(Collected data)
Segment Open

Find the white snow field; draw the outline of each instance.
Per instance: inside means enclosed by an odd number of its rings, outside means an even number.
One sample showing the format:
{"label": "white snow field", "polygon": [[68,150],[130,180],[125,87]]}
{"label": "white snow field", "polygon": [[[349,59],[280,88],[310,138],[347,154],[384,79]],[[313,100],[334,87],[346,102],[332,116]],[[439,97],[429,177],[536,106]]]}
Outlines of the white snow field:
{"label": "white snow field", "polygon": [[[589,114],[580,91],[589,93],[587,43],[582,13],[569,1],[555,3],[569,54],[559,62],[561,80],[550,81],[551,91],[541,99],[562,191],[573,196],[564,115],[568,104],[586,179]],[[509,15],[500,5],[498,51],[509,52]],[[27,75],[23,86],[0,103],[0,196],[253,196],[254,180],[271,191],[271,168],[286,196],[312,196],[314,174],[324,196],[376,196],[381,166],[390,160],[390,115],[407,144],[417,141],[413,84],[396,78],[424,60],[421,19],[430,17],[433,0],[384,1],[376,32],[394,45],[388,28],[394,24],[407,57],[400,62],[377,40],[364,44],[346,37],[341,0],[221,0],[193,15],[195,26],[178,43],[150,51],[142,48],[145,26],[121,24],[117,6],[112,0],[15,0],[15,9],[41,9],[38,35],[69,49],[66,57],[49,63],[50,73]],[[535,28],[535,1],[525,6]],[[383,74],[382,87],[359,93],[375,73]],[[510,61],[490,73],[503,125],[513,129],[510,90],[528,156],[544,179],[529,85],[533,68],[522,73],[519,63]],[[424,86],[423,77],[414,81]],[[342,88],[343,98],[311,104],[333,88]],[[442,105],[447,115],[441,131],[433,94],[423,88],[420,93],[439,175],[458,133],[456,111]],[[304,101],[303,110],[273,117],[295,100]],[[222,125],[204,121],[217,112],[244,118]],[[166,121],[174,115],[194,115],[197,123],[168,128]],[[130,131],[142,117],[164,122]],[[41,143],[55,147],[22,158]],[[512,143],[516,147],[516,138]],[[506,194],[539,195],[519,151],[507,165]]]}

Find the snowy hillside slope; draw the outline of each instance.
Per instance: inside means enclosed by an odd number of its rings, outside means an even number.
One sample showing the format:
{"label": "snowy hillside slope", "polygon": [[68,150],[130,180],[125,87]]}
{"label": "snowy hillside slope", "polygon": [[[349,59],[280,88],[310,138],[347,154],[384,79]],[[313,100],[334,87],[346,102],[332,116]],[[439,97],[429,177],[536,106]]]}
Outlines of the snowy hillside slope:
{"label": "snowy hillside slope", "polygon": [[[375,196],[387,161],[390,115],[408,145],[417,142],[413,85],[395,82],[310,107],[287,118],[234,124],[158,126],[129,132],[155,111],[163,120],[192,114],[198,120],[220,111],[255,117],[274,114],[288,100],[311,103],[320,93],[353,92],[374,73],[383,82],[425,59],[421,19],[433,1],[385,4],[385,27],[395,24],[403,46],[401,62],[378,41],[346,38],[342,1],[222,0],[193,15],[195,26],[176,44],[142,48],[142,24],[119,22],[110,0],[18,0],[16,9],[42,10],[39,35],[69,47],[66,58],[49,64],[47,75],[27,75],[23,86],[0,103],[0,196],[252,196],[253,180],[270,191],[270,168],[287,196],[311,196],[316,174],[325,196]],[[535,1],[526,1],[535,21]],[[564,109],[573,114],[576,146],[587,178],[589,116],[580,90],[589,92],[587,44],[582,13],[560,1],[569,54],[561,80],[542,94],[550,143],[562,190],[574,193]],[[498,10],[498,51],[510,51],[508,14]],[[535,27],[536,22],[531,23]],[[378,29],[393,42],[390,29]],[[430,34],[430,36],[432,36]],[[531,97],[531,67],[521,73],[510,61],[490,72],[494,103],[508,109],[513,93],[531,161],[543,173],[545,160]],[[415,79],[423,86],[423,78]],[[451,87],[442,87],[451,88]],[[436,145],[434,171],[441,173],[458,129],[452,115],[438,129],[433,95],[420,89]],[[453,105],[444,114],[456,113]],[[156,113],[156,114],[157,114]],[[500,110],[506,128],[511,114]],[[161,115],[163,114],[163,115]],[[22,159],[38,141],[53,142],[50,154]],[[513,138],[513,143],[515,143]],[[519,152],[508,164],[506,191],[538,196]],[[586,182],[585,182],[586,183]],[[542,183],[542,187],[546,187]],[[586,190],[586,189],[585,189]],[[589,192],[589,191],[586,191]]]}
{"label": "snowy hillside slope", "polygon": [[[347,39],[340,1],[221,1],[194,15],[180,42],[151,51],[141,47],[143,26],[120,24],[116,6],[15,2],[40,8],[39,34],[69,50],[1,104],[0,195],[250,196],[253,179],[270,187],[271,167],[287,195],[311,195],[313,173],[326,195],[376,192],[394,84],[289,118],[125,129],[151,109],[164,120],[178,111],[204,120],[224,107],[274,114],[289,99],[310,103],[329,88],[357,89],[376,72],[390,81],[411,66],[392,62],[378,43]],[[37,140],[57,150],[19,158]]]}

Segment Closed

### TASK ITEM
Copy out every record above exactly as written.

### OUTPUT BELOW
Find the white snow field; draw the outline of each instance.
Per instance: inside means enclosed by an odd number of its rings, outside means an even number.
One sample showing the format:
{"label": "white snow field", "polygon": [[68,150],[130,180],[125,87]]}
{"label": "white snow field", "polygon": [[[349,59],[280,88],[310,138],[347,154],[384,79]],[[313,100],[334,87],[346,102],[332,116]],[[439,97],[429,177],[536,106]]]}
Outlines of the white snow field:
{"label": "white snow field", "polygon": [[[589,114],[580,91],[589,93],[587,43],[582,13],[569,1],[555,3],[569,54],[559,62],[561,80],[550,81],[551,91],[541,99],[562,191],[573,196],[564,115],[568,104],[586,179]],[[509,15],[500,5],[498,51],[509,52]],[[27,75],[23,86],[0,103],[0,196],[253,196],[254,180],[271,191],[271,168],[286,196],[312,196],[314,174],[324,196],[376,196],[381,166],[390,160],[390,115],[407,144],[417,141],[413,84],[396,78],[424,60],[421,19],[430,17],[433,0],[384,1],[376,32],[394,45],[388,28],[394,24],[407,57],[400,62],[377,40],[364,44],[346,37],[341,0],[221,0],[193,15],[195,26],[178,43],[150,51],[142,48],[145,26],[121,24],[117,6],[112,0],[15,0],[15,9],[41,9],[38,35],[69,49],[66,57],[49,63],[50,73]],[[535,28],[535,1],[525,6]],[[383,74],[382,87],[359,93],[375,73]],[[510,61],[490,73],[503,125],[513,129],[510,90],[528,156],[544,179],[529,85],[533,68],[522,73],[519,63]],[[424,86],[423,77],[414,81]],[[342,88],[343,98],[311,104],[333,88]],[[442,105],[447,115],[441,131],[433,94],[423,88],[420,93],[439,175],[458,133],[456,111]],[[304,101],[303,110],[273,117],[295,100]],[[222,125],[204,121],[217,112],[244,118]],[[166,121],[174,115],[194,115],[197,123],[168,128]],[[130,131],[142,117],[164,122]],[[41,143],[55,147],[22,158]],[[512,143],[516,147],[516,138]],[[506,194],[539,195],[519,151],[507,165]]]}

Find the snowy hillside slope; draw the outline of each instance.
Per instance: inside means enclosed by an odd number of its rings, outside means an even number.
One sample showing the format:
{"label": "snowy hillside slope", "polygon": [[68,150],[130,180],[125,87]]}
{"label": "snowy hillside slope", "polygon": [[[349,59],[280,88],[310,138],[347,154],[384,79]],[[313,100],[334,87],[346,102],[332,116]],[[439,97],[429,177],[536,106]]]}
Outlines of the snowy hillside slope:
{"label": "snowy hillside slope", "polygon": [[[375,196],[387,161],[390,115],[408,145],[417,142],[413,85],[395,82],[310,107],[287,118],[234,124],[158,126],[129,132],[155,111],[163,120],[192,114],[198,120],[220,111],[255,117],[274,114],[288,100],[311,103],[320,93],[353,92],[374,73],[383,82],[425,59],[421,19],[433,1],[385,4],[385,27],[395,24],[403,46],[401,62],[378,41],[346,38],[342,1],[222,0],[193,15],[195,26],[176,44],[142,48],[142,24],[119,22],[110,0],[18,0],[16,9],[42,10],[39,35],[69,47],[66,58],[49,64],[47,75],[27,75],[23,86],[0,103],[0,196],[252,196],[253,180],[270,191],[270,168],[287,196],[311,196],[316,174],[325,196]],[[535,1],[526,1],[535,21]],[[564,109],[573,114],[576,146],[587,178],[589,116],[580,90],[589,92],[587,44],[582,13],[560,1],[569,54],[561,80],[542,94],[550,143],[562,190],[574,193]],[[498,10],[498,51],[510,51],[508,14]],[[535,27],[536,22],[531,23]],[[378,29],[393,42],[390,29]],[[430,34],[430,36],[432,36]],[[531,97],[531,67],[521,73],[510,61],[490,72],[494,103],[508,109],[513,93],[531,161],[543,173],[545,160]],[[415,79],[423,86],[423,78]],[[451,87],[442,87],[451,88]],[[436,145],[434,171],[441,173],[458,129],[452,115],[438,129],[433,95],[420,89]],[[453,105],[444,114],[456,113]],[[156,113],[156,114],[157,114]],[[500,110],[506,128],[511,114]],[[161,115],[163,114],[163,115]],[[22,159],[38,141],[53,142],[50,154]],[[513,138],[513,143],[515,143]],[[519,152],[508,164],[506,191],[538,196]],[[586,182],[585,182],[586,183]],[[542,183],[542,187],[546,187]],[[586,190],[586,189],[585,189]],[[589,192],[589,191],[586,191]]]}
{"label": "snowy hillside slope", "polygon": [[[347,39],[340,1],[221,1],[194,15],[180,42],[151,51],[141,47],[143,26],[120,24],[116,6],[15,2],[40,8],[39,34],[69,50],[1,104],[0,195],[250,196],[253,179],[270,187],[271,167],[287,195],[311,195],[313,173],[326,195],[376,192],[394,84],[289,118],[125,129],[151,109],[164,120],[178,111],[204,120],[224,107],[274,114],[289,99],[310,103],[329,88],[357,89],[376,72],[390,81],[411,66],[392,62],[378,43]],[[37,140],[57,150],[19,158]]]}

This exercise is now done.